__Written instruction 1__:
Decide whether each statement below agrees with the passage on the fall of the Roman Empire. Give yes or no for each, along with the deciding words of the passage, quoted exactly.
(a) The only troops kept at the seat of empire formed the emperor's bodyguard.
(b) Heavy taxation led to larger families.
(c) Britons and Teutons were sent to serve on the Danube.

__Given passage__:
***

When you remember all this you will find it difficult to realise how such a vast and magnificently organised state fell before the incursion of the hordes of barbarians, whose civilisation was as much below that of Rome as is the Afghan below that of England in the present day. The reasons, however, are not far to seek. The mighty Roman Empire had lived upon itself; emperor had opposed emperor; civil war had eaten out the heart of the empire. Heavy taxation had brought about small families, and this race-suicide had been hastened by the devastation of great plagues. Meanwhile luxury had sapped energy: the practice of arms was no longer a national duty. The legions were full of barbarians, mere mercenaries, who often drifted home to show their fellow tribes the weakness of the Roman power. The frontiers were defended by an arrangement whereby the barbarians of Africa were sent to serve on the Danube or in Britain, while Britons and Teutons were sent to Africa and Spain. But there was no real national army to reinforce these frontier guards. The only troops retained at the seat of empire were the Jovians and Herculians, forming the emperor’s bodyguard. As the emperor’s power became more despotic the upper classes—as in France in the eighteenth century—were deprived to a great extent of political work: removed thus from the sphere of local and imperial politics, they became mere flunkeys at the emperor’s court, while the machinery of government was worked by a close bureaucracy. Thus it was that, when the swarm of barbarians swept away the few highly trained legionaries, there was no one to organise local defence, and the mass of the population, enervated by years of bad government, fell a spiritless and docile prey to their new masters.

***

__Data in this exercise__:
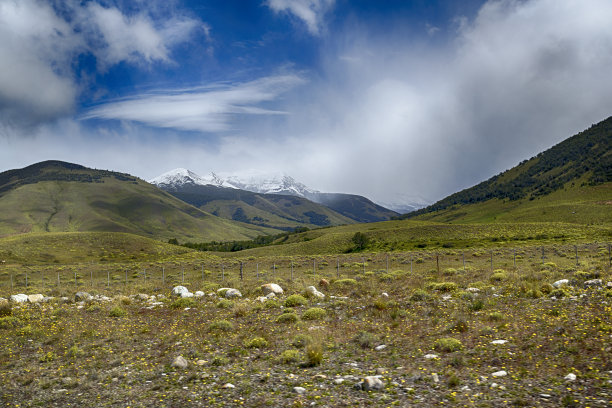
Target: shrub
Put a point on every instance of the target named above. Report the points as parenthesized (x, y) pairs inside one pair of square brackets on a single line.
[(221, 325), (314, 354), (420, 295), (301, 341), (366, 339), (117, 311), (287, 318), (256, 342), (289, 356), (224, 304), (182, 303), (448, 344), (295, 300), (314, 313)]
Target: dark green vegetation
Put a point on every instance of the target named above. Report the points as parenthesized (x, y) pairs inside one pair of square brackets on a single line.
[(559, 180), (60, 197)]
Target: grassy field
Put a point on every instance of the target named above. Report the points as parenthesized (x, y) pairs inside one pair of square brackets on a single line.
[(383, 313)]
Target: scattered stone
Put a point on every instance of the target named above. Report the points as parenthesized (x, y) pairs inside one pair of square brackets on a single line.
[(314, 292), (570, 377), (19, 298), (82, 297), (271, 288), (372, 383), (35, 298), (232, 293), (180, 362), (593, 283), (179, 290)]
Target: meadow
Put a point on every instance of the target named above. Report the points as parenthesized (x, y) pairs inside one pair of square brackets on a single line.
[(464, 326)]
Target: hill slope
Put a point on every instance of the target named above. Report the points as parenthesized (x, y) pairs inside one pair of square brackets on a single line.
[(55, 196), (571, 178)]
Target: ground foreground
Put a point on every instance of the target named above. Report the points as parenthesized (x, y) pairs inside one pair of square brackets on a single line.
[(465, 336)]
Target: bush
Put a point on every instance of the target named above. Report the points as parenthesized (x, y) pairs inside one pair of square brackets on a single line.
[(117, 311), (289, 356), (221, 325), (448, 344), (420, 295), (295, 300), (301, 341), (314, 313), (366, 339), (256, 342), (287, 318)]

***

__Written instruction 2__: In the entries, reproduce everything from the line containing "Target: hill slope" down to the line containing "[(465, 336)]", including both of those lines.

__Written solution 1__:
(a) Yes: "The only troops retained at the seat of empire were the Jovians and Herculians, forming the emperor’s bodyguard."
(b) No: "Heavy taxation had brought about small families"
(c) No: "while Britons and Teutons were sent to Africa and Spain."

__Written solution 2__:
Target: hill slope
Put a point on every instance of the target named above. Report the points as parenthesized (x, y) pairs inside one pair of square brackets on a single line.
[(55, 196), (571, 178)]
Target: ground foreground
Put a point on every instance of the target named above. Report the points as parenthesized (x, y) pairs inside one pair of square brackets on a single line.
[(465, 336)]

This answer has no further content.